Documento de origem.

Demanda por colágeno ameaça extinção de jumentos no Brasil até 2030
Produção de substância usada na medicina tradicional chinesa intensifica abates e provoca colapso populacional no Nordeste
O Brasil perdeu mais de 1 milhão de jumentos nos últimos 30 anos. A causa é a alta demanda pela pele desses animais para produção de eijao, um colágeno valorizado no mercado internacional, especialmente na medicina tradicional chinesa. A extração do produto, sem controle sanitário ou cadeia produtiva estruturada, colocou a espécie em risco de desaparecer completamente do território nacional antes do fim da década.
Entre 1996 e 2025, o rebanho nacional caiu de 1,37 milhão para apenas 78 mil animais, uma redução de 94%, segundo levantamento da Frente Nacional de Defesa dos Jumentos. A atividade é legalizada e ocorre em três frigoríficos com autorização federal, todos na Bahia. Mas pesquisadores e entidades apontam que o ritmo de abate é insustentável, superando a capacidade de reprodução da espécie.
A situação no Brasil reflete uma tendência global. Em países como Egito, Nigéria e outros da África Subsaariana, os jumentos já praticamente desapareceram, impulsionando debates internacionais sobre conservação e bem-estar animal. A indústria do eijao abate cerca de 5,9 milhões de jumentos por ano, movimentando cerca de US$ 6,4 bilhões.
Além do impacto ambiental, os efeitos sociais também são significativos. Estudo recente mostrou que a retirada desses animais afeta diretamente a vida de mulheres e famílias que dependem dos jumentos para transporte, abastecimento de água e geração de renda em áreas rurais. Com a escassez, o preço dos animais subiu até cinco vezes em regiões do Nordeste, tornando inviável sua reposição.
Apesar da urgência, o Congresso Nacional ainda não aprovou o projeto de lei que propõe a proibição do abate em todo o país. A proposta, apresentada em 2022, permanece sem avanços. Em estados como Alagoas e Ceará, iniciativas buscam proteger os animais por meio de santuários, terapias assistidas e reinserção em atividades rurais.

Descrição do exercício. Reescreva o trecho da notícia sobre os jumentos entre "Além do impacto" e "inviável sua reposição.", inclusive, trocando "escassez" por "falta".

Dados fornecidos.
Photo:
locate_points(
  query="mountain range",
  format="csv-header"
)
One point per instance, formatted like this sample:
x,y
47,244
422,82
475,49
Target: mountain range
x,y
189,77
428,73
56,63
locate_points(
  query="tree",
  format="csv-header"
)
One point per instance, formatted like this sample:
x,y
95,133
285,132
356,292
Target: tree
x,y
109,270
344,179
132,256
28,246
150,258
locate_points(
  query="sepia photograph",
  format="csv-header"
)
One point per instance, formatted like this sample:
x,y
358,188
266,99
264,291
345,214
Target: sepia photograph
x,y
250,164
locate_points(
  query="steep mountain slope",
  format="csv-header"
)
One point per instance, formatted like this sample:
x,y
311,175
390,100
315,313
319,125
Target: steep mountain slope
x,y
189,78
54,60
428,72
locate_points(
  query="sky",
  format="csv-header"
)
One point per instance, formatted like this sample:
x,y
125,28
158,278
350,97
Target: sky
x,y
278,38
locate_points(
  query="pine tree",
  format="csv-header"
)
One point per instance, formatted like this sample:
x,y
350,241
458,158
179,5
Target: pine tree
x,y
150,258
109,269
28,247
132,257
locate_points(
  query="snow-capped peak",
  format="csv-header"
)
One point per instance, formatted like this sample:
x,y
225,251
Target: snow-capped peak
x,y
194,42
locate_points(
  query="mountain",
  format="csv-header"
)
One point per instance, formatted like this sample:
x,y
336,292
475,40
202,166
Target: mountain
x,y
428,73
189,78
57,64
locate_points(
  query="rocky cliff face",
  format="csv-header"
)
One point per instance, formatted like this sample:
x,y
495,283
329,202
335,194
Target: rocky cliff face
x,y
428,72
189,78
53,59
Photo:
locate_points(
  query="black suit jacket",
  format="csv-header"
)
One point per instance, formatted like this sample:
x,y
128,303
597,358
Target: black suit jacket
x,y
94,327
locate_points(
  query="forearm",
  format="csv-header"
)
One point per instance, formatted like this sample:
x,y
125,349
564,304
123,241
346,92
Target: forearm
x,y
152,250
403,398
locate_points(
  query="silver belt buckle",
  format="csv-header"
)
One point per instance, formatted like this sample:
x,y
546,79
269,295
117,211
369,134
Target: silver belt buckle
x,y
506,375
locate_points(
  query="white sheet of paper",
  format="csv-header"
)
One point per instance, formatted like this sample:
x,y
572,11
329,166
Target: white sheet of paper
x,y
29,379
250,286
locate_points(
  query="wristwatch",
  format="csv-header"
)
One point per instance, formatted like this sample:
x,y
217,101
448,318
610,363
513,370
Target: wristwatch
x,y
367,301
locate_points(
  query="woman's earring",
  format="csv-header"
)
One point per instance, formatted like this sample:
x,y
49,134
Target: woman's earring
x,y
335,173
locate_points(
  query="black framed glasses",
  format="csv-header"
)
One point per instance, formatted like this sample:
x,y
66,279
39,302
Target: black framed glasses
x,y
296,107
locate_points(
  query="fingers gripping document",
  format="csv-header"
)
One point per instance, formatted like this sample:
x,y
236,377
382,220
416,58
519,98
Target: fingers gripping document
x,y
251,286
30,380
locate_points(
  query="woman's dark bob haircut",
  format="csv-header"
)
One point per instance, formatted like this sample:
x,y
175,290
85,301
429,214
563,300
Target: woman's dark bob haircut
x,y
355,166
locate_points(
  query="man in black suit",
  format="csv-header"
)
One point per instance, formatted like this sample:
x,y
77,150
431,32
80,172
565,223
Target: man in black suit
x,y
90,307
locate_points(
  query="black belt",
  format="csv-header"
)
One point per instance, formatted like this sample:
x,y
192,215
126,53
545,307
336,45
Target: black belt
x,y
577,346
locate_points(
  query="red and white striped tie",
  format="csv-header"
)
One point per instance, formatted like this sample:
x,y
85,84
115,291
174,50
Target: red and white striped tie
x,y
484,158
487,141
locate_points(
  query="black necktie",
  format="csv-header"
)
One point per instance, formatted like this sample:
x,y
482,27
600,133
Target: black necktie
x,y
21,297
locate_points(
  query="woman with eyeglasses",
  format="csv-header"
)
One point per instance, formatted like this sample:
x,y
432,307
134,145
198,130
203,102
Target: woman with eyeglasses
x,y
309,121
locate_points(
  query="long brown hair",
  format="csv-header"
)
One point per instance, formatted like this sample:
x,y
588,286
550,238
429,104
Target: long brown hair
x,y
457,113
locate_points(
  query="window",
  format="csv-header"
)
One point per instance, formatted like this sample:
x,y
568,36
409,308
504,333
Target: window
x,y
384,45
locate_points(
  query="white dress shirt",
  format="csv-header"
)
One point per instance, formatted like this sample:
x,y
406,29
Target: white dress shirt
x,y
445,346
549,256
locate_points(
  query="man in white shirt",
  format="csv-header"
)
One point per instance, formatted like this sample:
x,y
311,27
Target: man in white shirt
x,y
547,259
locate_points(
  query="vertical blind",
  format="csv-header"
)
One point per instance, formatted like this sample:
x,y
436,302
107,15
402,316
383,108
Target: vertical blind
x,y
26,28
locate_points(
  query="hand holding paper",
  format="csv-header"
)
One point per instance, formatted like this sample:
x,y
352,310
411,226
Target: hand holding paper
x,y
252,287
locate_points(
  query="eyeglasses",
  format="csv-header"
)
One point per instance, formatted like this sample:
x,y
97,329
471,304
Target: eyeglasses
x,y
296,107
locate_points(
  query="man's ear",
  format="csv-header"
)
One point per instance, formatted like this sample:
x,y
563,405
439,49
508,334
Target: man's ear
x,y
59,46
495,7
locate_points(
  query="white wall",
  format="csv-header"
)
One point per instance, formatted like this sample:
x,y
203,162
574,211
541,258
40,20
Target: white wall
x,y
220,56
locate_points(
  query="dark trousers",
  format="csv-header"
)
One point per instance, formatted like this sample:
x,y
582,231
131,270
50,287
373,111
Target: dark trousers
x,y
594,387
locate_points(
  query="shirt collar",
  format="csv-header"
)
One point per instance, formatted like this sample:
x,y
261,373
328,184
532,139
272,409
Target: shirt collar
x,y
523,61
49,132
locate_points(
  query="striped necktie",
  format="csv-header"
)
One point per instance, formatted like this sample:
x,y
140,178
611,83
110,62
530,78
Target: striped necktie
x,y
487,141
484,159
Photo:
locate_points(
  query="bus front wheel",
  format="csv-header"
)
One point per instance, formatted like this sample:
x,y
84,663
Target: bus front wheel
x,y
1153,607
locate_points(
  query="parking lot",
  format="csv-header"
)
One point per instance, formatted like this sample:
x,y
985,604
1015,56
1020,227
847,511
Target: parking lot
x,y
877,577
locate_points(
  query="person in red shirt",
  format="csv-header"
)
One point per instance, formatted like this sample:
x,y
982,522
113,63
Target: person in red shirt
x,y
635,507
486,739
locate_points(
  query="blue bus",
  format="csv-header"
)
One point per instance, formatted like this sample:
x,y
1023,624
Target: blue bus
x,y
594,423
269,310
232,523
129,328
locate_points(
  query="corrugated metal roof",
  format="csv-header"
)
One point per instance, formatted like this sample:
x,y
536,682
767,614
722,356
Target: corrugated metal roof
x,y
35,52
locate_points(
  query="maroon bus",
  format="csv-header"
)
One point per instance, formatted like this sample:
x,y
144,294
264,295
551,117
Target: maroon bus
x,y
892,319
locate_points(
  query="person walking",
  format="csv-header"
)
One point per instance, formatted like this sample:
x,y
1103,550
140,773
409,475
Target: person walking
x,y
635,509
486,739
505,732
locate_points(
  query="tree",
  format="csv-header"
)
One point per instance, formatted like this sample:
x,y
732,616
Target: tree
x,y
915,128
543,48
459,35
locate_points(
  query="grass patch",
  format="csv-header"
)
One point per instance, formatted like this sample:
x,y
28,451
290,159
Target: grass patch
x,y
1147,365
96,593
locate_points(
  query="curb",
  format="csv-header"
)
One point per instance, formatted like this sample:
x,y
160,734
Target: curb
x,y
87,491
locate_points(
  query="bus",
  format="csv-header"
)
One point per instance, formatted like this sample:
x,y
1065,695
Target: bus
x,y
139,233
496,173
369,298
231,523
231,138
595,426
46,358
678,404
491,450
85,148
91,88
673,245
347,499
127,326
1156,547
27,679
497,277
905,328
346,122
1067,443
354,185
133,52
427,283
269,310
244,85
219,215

Resposta da tarefa.
Além do impacto ambiental, os efeitos sociais também são significativos. Estudo recente mostrou que a retirada desses animais afeta diretamente a vida de mulheres e famílias que dependem dos jumentos para transporte, abastecimento de água e geração de renda em áreas rurais. Com a falta, o preço dos animais subiu até cinco vezes em regiões do Nordeste, tornando inviável sua reposição.